[BEGIN Information given]

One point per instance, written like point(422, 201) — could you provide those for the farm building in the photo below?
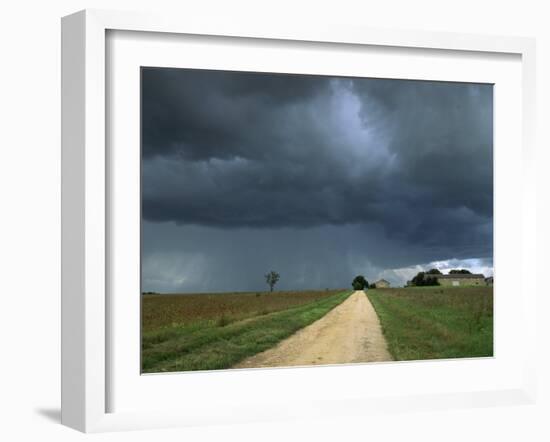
point(382, 284)
point(461, 279)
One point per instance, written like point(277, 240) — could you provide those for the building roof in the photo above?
point(459, 276)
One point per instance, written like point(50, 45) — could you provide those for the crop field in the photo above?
point(435, 322)
point(215, 331)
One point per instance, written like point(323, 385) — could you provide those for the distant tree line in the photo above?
point(430, 277)
point(359, 283)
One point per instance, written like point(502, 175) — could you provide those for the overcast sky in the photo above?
point(317, 178)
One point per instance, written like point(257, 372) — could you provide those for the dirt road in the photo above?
point(348, 333)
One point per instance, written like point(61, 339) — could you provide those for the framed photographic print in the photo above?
point(250, 212)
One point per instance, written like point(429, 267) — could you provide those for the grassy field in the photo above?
point(435, 322)
point(215, 331)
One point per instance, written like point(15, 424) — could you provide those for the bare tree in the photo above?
point(271, 278)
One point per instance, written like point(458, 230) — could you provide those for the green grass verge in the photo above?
point(436, 323)
point(209, 346)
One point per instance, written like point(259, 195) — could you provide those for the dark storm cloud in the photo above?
point(409, 160)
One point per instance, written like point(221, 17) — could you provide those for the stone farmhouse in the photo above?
point(461, 279)
point(382, 284)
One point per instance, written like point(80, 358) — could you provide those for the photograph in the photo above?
point(306, 220)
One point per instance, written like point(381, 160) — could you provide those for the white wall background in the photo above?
point(30, 216)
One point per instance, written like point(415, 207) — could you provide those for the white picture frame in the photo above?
point(86, 205)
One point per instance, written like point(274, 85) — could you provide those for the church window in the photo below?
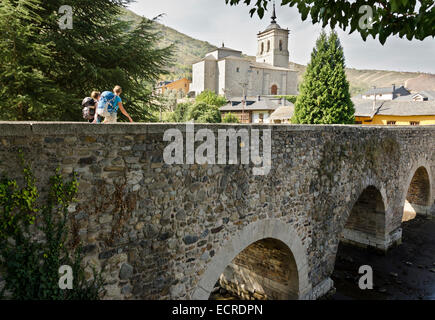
point(274, 90)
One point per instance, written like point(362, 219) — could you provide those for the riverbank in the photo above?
point(406, 272)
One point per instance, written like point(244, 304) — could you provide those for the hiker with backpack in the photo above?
point(89, 105)
point(109, 104)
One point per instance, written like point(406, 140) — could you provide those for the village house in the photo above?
point(180, 86)
point(226, 72)
point(256, 109)
point(403, 109)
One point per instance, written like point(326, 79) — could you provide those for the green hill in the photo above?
point(189, 50)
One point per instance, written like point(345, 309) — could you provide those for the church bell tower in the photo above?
point(273, 44)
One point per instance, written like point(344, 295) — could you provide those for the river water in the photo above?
point(405, 272)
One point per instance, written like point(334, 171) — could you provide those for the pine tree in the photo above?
point(25, 92)
point(324, 96)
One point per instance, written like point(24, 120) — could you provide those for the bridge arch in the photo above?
point(253, 233)
point(365, 220)
point(417, 195)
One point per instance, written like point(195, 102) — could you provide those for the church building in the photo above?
point(225, 72)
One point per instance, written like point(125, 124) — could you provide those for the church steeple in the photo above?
point(274, 13)
point(273, 44)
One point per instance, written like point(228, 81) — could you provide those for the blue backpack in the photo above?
point(106, 105)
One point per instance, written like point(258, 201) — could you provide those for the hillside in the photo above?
point(189, 50)
point(361, 80)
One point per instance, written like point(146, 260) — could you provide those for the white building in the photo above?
point(389, 93)
point(226, 72)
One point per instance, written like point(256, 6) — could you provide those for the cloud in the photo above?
point(215, 22)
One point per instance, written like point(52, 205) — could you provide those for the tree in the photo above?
point(100, 51)
point(211, 98)
point(25, 90)
point(204, 113)
point(230, 118)
point(180, 112)
point(324, 96)
point(410, 18)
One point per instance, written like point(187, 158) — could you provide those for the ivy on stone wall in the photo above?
point(34, 241)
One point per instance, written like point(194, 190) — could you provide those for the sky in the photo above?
point(216, 22)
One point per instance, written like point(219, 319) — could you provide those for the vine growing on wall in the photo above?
point(33, 241)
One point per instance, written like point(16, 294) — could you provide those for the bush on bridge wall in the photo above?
point(33, 241)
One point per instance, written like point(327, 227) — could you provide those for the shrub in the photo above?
point(31, 268)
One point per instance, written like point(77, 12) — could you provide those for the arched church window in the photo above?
point(274, 90)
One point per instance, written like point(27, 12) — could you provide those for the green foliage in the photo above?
point(26, 90)
point(230, 118)
point(324, 96)
point(410, 18)
point(211, 98)
point(46, 72)
point(204, 113)
point(31, 268)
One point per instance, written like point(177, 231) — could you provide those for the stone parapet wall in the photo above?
point(169, 231)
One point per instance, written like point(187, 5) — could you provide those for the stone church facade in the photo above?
point(225, 72)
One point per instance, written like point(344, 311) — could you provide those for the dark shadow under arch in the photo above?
point(265, 270)
point(417, 199)
point(366, 221)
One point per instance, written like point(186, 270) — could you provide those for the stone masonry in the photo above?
point(172, 231)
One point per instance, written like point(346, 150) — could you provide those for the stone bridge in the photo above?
point(172, 231)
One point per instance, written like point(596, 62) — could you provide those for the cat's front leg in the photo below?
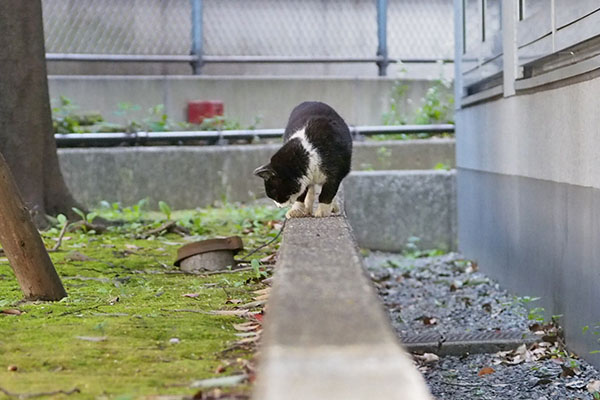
point(297, 211)
point(309, 200)
point(327, 202)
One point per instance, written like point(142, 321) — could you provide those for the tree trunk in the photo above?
point(23, 245)
point(26, 134)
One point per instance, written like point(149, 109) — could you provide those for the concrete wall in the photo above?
point(529, 198)
point(417, 29)
point(387, 208)
point(189, 177)
point(361, 101)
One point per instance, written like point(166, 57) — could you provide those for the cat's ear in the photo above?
point(265, 171)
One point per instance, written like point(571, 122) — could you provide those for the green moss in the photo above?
point(130, 301)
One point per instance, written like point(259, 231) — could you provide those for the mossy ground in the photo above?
point(129, 302)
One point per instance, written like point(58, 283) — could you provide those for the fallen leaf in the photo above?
point(578, 384)
point(542, 381)
point(427, 320)
point(252, 304)
point(486, 371)
point(252, 339)
point(231, 380)
point(220, 369)
point(262, 291)
point(567, 371)
point(258, 317)
point(427, 358)
point(12, 311)
point(237, 313)
point(92, 338)
point(594, 386)
point(246, 326)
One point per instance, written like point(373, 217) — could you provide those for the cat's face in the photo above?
point(280, 189)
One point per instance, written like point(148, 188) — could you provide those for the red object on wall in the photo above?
point(198, 110)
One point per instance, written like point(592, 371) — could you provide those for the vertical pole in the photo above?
point(509, 45)
point(197, 36)
point(383, 62)
point(459, 49)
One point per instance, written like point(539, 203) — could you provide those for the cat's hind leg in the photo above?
point(309, 200)
point(327, 201)
point(335, 206)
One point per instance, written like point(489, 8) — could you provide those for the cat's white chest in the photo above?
point(314, 174)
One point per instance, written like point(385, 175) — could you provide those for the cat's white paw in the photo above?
point(335, 207)
point(309, 200)
point(323, 210)
point(297, 211)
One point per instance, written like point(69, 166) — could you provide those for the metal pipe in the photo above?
point(382, 37)
point(229, 59)
point(107, 139)
point(197, 32)
point(118, 57)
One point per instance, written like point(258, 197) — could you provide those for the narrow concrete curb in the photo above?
point(326, 336)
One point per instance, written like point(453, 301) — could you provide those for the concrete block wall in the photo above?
point(529, 198)
point(189, 177)
point(387, 208)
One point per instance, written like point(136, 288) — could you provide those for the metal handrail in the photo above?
point(179, 137)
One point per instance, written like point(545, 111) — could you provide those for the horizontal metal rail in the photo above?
point(228, 59)
point(140, 138)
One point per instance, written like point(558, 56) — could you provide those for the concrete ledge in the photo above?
point(386, 208)
point(326, 336)
point(189, 177)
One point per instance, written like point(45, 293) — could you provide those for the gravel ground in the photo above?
point(447, 294)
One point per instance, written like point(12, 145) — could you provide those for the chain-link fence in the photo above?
point(417, 29)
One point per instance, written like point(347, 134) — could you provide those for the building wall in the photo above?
point(529, 198)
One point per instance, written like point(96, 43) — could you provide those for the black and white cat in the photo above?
point(317, 150)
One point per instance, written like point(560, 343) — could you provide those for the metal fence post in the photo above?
point(197, 36)
point(383, 62)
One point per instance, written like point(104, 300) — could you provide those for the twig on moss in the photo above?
point(41, 394)
point(61, 235)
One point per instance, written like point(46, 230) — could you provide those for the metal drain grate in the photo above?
point(456, 343)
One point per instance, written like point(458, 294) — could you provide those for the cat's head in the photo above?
point(279, 185)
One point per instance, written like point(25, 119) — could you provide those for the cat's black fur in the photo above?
point(288, 176)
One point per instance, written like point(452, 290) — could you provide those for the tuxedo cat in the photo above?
point(317, 150)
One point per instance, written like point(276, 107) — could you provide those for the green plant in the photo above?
point(395, 115)
point(164, 207)
point(89, 217)
point(67, 119)
point(596, 332)
point(384, 156)
point(437, 105)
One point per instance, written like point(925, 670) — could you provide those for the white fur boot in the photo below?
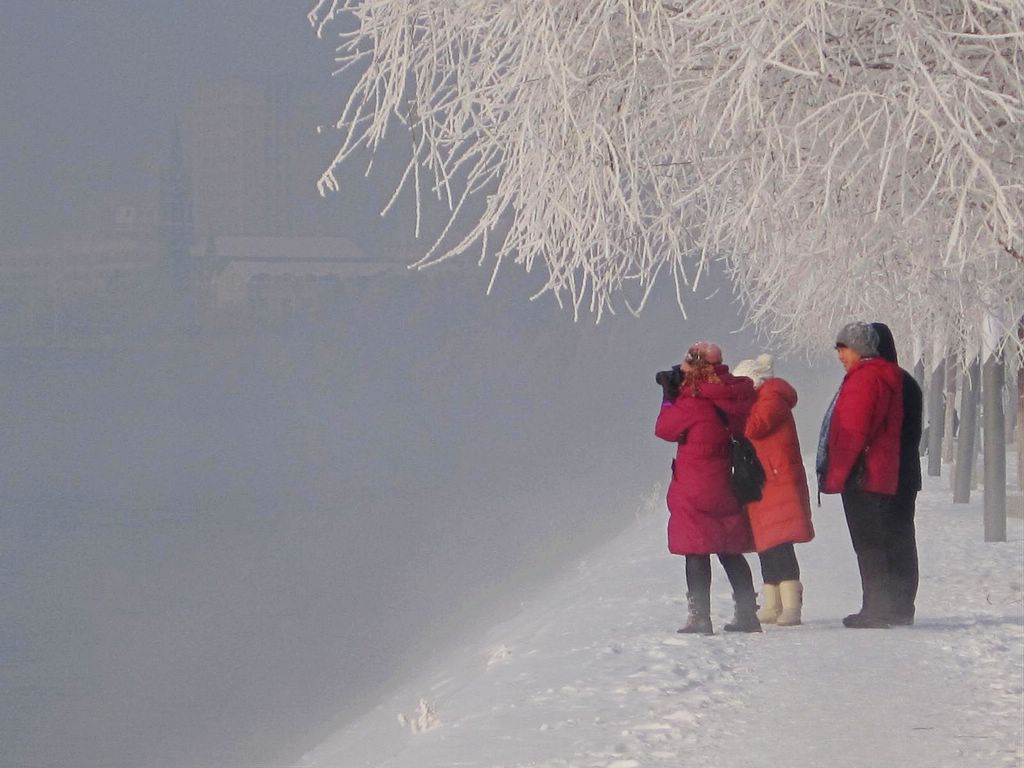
point(792, 594)
point(773, 605)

[END Information given]

#### [What you need to do]
Copy the lines above word for word, beginning with the very first one and continuing through the line with "point(209, 346)", and omit the pictures.

#### [Correct result]
One point per instance, written like point(422, 201) — could you provide those for the farm building in the photo below?
point(382, 284)
point(461, 279)
One point per instance, written like point(277, 240) — could you provide those for the building roof in the photo above?
point(459, 276)
One point per instance, written like point(50, 45) — could you provide those for the crop field in the photo above?
point(435, 322)
point(215, 331)
One point per instance, written like point(323, 385) — could you provide those for the distant tree line in the photo above?
point(430, 277)
point(359, 283)
One point per instance, written like point(502, 175) — could you provide those for the overcast sky in the photo above?
point(317, 178)
One point per instance, written like point(257, 372) — could you provide those for the dirt road in the photo above?
point(348, 333)
One point per instance, written like point(61, 339) — could you provide those for the framed photographic print in the photo above?
point(250, 212)
One point per instance, written like point(429, 267) — could you provide those for the grassy field in the photo above?
point(435, 322)
point(215, 331)
One point per instance, written like point(15, 424) — could you provide those for the bare tree in the photo above?
point(271, 278)
One point per instance, written like point(458, 230) — could you provide those for the green grass verge in the photo above?
point(436, 323)
point(209, 346)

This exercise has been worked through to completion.